Given passage »
※ ※ ※

Kindred Oaths

Heathenry does not require membership in a congregation. There is no need for a clergyperson to lead a blót, for oaths to a particular group before one may honor the gods, or for access to a hof to do it right.

However, heathenry is in its origins the indigenous religion of whole peoples or tribes, and hence the ancient heathens made no distinction between “religious” and “secular” tradition – both were referred to by terms that are most easily translated “law” or “custom.” For the ancient heathens, the religious community was simply the community. Tacitus noted in Germania that priests and/or chieftains used lots and omens to interpret the gods’ will for the nation, heads of families for the family.1 The regional gatherings for blót were also the occasions of things (assemblies), the bringing of lawsuits, and the making of agreements. And in Iceland, the gođar remained chieftains after the conversion. Most scholars are now skeptical that the ancient heathens had local and regional hofs – they sound like parish churches and cathedrals, and we have not found archeological evidence of nearly enough – or that pious heathens had private blót-houses – which sound like the private chapels of pious medieval nobles.2 But the sagas document the great distances between settlements in Iceland and much of Norway, and the difficulty of travel, and in Iceland even in modern times such settlements were often one or two houses rather than villages. So realistically, people must often have honored the gods within the family, and indeed in addition to the blót assemblies a few times a year, the accounts of travelers in the sagas do describe family Alfablót, family rites of Völsi, and so on, rather than going to a hof.

※ ※ ※

Extracted entries »
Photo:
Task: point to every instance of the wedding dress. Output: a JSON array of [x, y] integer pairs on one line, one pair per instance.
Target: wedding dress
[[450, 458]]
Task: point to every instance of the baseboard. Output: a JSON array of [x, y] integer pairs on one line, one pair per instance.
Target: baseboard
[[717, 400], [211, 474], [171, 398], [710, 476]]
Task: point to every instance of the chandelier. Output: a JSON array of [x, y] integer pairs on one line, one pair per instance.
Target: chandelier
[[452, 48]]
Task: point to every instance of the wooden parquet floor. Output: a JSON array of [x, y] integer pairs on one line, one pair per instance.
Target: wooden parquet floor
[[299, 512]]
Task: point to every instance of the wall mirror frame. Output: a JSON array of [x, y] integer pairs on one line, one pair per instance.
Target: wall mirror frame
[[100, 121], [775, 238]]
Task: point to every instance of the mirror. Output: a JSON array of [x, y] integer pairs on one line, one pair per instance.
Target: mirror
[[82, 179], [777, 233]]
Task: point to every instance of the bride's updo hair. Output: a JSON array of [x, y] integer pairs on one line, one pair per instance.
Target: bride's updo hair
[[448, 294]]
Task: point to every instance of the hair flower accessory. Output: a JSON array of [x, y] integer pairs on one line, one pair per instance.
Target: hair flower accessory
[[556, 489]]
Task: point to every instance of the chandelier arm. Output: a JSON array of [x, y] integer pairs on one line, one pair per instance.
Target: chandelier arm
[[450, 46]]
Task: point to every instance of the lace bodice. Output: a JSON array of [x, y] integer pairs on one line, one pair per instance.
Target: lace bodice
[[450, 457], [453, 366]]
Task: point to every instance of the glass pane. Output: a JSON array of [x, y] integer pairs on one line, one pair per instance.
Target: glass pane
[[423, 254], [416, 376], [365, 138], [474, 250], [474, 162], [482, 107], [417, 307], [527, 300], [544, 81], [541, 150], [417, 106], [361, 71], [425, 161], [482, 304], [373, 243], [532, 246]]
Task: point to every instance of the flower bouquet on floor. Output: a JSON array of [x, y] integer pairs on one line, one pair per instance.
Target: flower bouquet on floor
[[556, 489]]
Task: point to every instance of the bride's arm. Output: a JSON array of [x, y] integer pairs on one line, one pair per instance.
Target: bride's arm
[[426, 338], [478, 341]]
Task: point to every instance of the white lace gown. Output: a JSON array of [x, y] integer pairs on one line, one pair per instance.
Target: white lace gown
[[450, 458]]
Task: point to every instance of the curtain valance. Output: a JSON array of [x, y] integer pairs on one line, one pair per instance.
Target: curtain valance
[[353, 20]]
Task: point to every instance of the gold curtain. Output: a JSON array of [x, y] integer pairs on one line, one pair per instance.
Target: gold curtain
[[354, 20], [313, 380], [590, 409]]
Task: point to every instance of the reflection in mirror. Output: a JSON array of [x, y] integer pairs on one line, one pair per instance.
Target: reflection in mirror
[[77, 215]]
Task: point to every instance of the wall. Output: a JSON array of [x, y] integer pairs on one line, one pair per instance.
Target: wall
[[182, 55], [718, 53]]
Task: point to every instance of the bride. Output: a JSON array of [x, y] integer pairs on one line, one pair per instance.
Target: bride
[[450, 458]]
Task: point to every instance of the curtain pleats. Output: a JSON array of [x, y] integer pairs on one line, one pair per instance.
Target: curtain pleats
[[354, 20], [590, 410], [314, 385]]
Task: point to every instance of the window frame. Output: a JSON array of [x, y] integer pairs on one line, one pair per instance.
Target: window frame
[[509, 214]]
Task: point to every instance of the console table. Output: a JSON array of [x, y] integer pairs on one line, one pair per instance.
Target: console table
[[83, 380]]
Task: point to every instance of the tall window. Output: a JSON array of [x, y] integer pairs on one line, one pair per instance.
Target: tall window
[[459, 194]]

※ ※ ※

Description of the task »
Repeat the Kindred Oaths passage above word for word, from its title through its final sentence.

Result »
Kindred Oaths

Heathenry does not require membership in a congregation. There is no need for a clergyperson to lead a blót, for oaths to a particular group before one may honor the gods, or for access to a hof to do it right.

However, heathenry is in its origins the indigenous religion of whole peoples or tribes, and hence the ancient heathens made no distinction between “religious” and “secular” tradition – both were referred to by terms that are most easily translated “law” or “custom.” For the ancient heathens, the religious community was simply the community. Tacitus noted in Germania that priests and/or chieftains used lots and omens to interpret the gods’ will for the nation, heads of families for the family.1 The regional gatherings for blót were also the occasions of things (assemblies), the bringing of lawsuits, and the making of agreements. And in Iceland, the gođar remained chieftains after the conversion. Most scholars are now skeptical that the ancient heathens had local and regional hofs – they sound like parish churches and cathedrals, and we have not found archeological evidence of nearly enough – or that pious heathens had private blót-houses – which sound like the private chapels of pious medieval nobles.2 But the sagas document the great distances between settlements in Iceland and much of Norway, and the difficulty of travel, and in Iceland even in modern times such settlements were often one or two houses rather than villages. So realistically, people must often have honored the gods within the family, and indeed in addition to the blót assemblies a few times a year, the accounts of travelers in the sagas do describe family Alfablót, family rites of Völsi, and so on, rather than going to a hof.